RECORDS FOR THIS TASK ->
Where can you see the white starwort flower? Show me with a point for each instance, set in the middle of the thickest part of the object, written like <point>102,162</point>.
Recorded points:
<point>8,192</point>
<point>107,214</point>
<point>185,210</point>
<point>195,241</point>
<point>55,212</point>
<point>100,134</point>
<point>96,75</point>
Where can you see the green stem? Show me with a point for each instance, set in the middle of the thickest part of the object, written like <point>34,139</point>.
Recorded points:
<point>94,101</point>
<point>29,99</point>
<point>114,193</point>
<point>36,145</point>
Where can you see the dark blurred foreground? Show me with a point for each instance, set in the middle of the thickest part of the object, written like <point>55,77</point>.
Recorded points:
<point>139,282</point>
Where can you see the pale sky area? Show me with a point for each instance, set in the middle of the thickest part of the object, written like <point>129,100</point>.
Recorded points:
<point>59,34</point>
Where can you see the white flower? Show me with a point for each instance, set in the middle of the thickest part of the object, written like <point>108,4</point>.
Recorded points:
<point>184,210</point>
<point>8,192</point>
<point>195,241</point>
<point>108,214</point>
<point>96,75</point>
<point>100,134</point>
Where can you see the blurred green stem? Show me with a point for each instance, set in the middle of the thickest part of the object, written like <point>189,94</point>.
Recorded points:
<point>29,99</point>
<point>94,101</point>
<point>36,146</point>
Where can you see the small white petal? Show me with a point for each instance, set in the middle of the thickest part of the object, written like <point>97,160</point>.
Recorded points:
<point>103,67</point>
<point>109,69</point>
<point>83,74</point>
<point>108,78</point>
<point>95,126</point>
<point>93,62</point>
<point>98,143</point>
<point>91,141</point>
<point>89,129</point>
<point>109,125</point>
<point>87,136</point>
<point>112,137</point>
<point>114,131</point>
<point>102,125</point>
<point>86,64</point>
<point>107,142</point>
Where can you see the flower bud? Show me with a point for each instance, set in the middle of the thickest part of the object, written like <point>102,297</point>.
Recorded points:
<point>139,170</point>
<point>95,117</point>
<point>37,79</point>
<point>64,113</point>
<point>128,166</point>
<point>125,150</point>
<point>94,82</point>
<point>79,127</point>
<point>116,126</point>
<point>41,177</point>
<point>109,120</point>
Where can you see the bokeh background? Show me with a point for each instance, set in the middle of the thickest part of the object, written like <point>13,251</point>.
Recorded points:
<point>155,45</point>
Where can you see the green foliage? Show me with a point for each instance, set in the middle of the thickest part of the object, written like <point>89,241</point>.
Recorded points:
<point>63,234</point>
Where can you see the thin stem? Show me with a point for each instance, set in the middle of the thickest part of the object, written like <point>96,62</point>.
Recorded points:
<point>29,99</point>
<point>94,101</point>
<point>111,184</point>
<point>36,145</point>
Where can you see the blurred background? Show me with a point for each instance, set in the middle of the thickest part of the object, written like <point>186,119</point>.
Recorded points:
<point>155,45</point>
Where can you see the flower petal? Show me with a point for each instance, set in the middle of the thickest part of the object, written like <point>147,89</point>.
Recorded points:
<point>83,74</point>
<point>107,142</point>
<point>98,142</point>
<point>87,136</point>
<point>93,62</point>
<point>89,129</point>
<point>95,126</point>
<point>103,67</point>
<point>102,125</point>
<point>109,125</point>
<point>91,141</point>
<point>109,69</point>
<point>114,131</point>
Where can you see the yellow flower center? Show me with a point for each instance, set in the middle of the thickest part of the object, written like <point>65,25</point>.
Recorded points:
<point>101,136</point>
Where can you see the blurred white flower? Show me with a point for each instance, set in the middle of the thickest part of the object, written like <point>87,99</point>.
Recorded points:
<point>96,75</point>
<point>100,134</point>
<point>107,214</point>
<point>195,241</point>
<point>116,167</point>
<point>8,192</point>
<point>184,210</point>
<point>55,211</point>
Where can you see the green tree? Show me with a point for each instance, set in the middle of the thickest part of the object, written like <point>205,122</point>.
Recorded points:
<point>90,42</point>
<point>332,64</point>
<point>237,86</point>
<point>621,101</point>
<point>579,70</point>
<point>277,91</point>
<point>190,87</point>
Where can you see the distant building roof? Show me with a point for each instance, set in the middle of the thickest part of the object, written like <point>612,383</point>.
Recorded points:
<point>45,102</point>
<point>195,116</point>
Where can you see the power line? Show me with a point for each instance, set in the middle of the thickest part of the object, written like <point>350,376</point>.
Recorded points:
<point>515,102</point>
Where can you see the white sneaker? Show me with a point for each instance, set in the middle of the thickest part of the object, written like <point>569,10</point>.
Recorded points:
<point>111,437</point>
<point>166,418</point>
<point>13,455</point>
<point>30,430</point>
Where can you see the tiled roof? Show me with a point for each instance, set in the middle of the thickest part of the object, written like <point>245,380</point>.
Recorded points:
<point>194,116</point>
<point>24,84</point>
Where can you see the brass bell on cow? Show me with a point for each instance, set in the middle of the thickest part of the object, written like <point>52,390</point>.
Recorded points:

INSTRUCTION -> Please rewrite everything in the data from the line containing "Where can you see the blurred white" down to the line containing "<point>55,211</point>", changing "thickest part" to "widest part" and leaving the rest unchanged.

RESULT FOR THIS TASK ->
Where can you see the blurred white flower? Show me with a point for each instance, set in the middle of the widest part of the object, written like <point>87,99</point>.
Recorded points:
<point>96,75</point>
<point>100,134</point>
<point>107,214</point>
<point>195,241</point>
<point>116,167</point>
<point>8,192</point>
<point>184,210</point>
<point>55,211</point>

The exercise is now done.